> **WHAT IS NEEDED**
Gather all lines from the material that contain "plow".

══ MATERIAL SUPPLIED ══

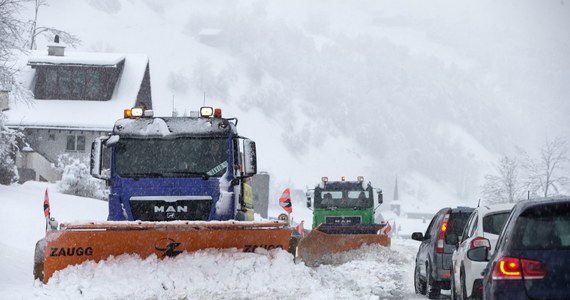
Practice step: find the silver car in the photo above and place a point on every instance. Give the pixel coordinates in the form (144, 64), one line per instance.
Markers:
(482, 229)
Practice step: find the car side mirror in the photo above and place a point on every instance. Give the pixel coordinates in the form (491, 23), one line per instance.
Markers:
(478, 254)
(418, 236)
(451, 238)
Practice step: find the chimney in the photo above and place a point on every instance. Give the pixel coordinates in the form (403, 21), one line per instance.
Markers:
(56, 49)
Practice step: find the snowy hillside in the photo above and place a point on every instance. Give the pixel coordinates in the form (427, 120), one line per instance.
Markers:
(372, 272)
(432, 92)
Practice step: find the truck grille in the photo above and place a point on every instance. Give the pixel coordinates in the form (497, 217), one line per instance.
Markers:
(170, 208)
(342, 220)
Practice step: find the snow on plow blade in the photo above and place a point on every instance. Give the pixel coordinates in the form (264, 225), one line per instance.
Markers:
(74, 244)
(326, 240)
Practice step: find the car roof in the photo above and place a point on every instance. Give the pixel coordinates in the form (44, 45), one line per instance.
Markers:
(541, 201)
(462, 209)
(492, 208)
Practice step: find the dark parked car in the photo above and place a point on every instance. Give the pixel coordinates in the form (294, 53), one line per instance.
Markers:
(532, 258)
(433, 261)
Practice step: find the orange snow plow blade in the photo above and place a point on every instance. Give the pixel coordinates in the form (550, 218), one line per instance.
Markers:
(74, 244)
(326, 240)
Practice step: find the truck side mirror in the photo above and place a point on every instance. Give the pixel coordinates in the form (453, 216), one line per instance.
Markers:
(100, 158)
(250, 158)
(418, 236)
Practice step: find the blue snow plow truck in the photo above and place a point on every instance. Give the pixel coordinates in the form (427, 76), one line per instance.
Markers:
(176, 185)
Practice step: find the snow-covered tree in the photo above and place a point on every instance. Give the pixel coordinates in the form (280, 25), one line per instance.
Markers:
(48, 32)
(11, 44)
(77, 180)
(506, 186)
(545, 175)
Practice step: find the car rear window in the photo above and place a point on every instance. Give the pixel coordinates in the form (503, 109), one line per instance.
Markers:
(457, 222)
(493, 223)
(543, 227)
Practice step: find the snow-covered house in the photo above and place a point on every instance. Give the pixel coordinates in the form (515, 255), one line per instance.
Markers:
(77, 97)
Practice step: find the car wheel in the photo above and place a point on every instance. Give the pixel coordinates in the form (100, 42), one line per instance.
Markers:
(432, 291)
(419, 285)
(453, 294)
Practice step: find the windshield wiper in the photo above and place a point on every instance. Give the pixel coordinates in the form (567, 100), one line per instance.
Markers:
(204, 175)
(137, 176)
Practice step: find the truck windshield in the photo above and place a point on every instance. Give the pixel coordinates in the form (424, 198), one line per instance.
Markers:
(188, 156)
(343, 199)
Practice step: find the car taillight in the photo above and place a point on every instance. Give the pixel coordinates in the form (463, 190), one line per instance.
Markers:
(480, 242)
(518, 268)
(441, 235)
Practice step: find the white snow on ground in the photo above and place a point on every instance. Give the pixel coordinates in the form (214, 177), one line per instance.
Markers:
(372, 272)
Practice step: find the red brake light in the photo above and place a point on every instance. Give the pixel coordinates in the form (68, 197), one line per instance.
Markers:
(441, 235)
(515, 268)
(533, 269)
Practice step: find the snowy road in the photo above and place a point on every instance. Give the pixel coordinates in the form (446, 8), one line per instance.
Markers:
(373, 272)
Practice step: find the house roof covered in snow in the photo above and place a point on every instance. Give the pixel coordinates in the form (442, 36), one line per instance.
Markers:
(78, 114)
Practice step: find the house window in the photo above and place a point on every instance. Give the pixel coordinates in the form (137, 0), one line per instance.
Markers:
(76, 82)
(75, 143)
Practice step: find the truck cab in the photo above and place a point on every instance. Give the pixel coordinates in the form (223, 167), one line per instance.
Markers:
(343, 202)
(174, 168)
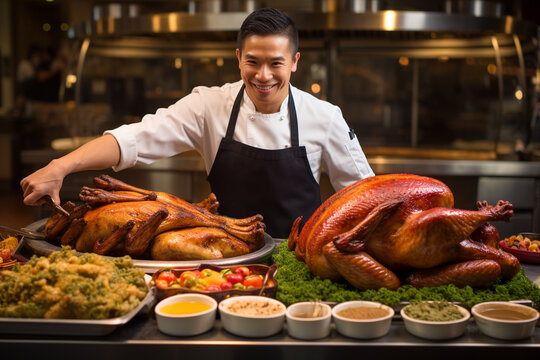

═══

> **REPLY TO THE TASK**
Practice step: find the snow on plow blade in the photo above and place a point on every instance. Give the pixel coordinates in the form (264, 225), one line per instance.
Practice step: find the orange snow plow blade in the photo above and place a point on every instance. Give the pixel coordinates in the form (550, 218), one line per instance.
Practice step: find the blue snow plow truck in the photo above and place a point on every instance. Give the pixel coordinates in the form (427, 76), one line per instance.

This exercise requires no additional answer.